◆ Problem to solve: Could you repeat the material from its start through the line containing "Draw the outline", switching "even-odd" to "nonzero" and leaving everything else unchanged?

◆ Record set:
◆ ◆ ◆ ◆

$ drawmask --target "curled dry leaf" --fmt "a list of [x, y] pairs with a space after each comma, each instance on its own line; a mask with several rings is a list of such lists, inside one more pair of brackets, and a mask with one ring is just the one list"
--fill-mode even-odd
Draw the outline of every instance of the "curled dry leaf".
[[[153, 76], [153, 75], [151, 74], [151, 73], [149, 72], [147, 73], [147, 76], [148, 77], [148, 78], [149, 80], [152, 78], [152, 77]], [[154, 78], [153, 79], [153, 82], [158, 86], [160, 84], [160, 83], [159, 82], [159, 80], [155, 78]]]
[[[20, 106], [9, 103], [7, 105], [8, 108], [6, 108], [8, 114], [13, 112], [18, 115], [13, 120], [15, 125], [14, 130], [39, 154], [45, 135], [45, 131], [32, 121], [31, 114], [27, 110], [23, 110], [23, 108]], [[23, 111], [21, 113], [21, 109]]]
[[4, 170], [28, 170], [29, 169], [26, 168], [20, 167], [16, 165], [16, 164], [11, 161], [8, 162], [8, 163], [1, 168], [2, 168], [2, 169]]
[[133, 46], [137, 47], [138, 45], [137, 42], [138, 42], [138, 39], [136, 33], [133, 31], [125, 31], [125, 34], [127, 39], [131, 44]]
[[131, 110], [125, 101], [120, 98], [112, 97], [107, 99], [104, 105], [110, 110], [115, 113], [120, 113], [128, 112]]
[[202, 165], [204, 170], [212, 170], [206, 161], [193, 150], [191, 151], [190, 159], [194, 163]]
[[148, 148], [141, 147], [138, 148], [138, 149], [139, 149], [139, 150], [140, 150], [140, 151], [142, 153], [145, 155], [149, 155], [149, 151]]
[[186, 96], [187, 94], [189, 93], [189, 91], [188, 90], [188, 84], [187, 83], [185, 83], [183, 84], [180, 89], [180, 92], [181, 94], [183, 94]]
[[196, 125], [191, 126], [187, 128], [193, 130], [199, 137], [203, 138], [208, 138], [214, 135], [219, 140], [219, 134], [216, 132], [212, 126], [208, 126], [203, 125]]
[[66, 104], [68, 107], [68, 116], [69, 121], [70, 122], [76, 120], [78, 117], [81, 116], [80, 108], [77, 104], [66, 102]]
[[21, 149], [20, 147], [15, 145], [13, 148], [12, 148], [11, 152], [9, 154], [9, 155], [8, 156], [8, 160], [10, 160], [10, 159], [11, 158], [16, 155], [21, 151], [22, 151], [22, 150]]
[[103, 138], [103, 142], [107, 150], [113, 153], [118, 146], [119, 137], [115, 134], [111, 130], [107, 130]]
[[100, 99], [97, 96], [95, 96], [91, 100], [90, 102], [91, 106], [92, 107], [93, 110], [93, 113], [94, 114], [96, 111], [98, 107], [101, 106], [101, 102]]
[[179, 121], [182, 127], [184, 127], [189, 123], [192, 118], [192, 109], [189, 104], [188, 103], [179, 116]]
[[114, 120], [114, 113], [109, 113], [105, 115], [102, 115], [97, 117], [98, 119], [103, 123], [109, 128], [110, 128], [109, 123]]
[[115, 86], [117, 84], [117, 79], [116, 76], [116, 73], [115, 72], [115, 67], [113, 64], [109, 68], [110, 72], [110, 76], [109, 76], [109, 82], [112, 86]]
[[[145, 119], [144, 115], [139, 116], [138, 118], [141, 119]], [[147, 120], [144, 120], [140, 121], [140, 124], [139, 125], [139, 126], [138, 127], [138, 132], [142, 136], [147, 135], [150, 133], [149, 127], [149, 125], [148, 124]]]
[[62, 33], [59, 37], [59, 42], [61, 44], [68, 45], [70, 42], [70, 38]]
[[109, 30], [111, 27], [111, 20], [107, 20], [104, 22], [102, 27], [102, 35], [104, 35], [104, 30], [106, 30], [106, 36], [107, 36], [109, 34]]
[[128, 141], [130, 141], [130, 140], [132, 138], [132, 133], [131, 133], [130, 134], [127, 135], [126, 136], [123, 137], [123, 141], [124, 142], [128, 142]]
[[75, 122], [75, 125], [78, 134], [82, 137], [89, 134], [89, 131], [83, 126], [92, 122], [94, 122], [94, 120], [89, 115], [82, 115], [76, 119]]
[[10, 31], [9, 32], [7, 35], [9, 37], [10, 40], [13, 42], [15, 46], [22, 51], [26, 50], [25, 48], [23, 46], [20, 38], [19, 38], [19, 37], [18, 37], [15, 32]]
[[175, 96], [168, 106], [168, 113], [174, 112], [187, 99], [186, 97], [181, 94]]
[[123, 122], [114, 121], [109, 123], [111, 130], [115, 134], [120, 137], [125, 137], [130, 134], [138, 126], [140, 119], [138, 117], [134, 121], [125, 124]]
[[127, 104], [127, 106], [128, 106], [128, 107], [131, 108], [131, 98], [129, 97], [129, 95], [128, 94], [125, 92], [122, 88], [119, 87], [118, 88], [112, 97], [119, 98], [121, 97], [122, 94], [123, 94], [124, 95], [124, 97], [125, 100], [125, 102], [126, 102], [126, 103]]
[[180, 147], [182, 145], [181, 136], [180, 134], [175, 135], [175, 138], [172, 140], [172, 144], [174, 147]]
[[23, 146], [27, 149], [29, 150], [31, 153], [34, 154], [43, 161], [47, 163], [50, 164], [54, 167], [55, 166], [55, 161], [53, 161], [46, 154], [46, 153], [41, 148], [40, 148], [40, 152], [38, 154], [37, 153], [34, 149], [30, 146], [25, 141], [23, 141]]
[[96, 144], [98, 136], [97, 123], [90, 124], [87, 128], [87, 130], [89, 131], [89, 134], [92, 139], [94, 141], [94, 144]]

◆ ◆ ◆ ◆

◆ Full answer:
$ drawmask --target "curled dry leaf" --fmt "a list of [x, y] pairs with a space after each comma, each instance on its own line; a mask with several rings is a list of such lists, inside one more pair of brackets, and a mask with one ring is just the one list"
--fill-mode nonzero
Draw the outline of every instance of the "curled dry leaf".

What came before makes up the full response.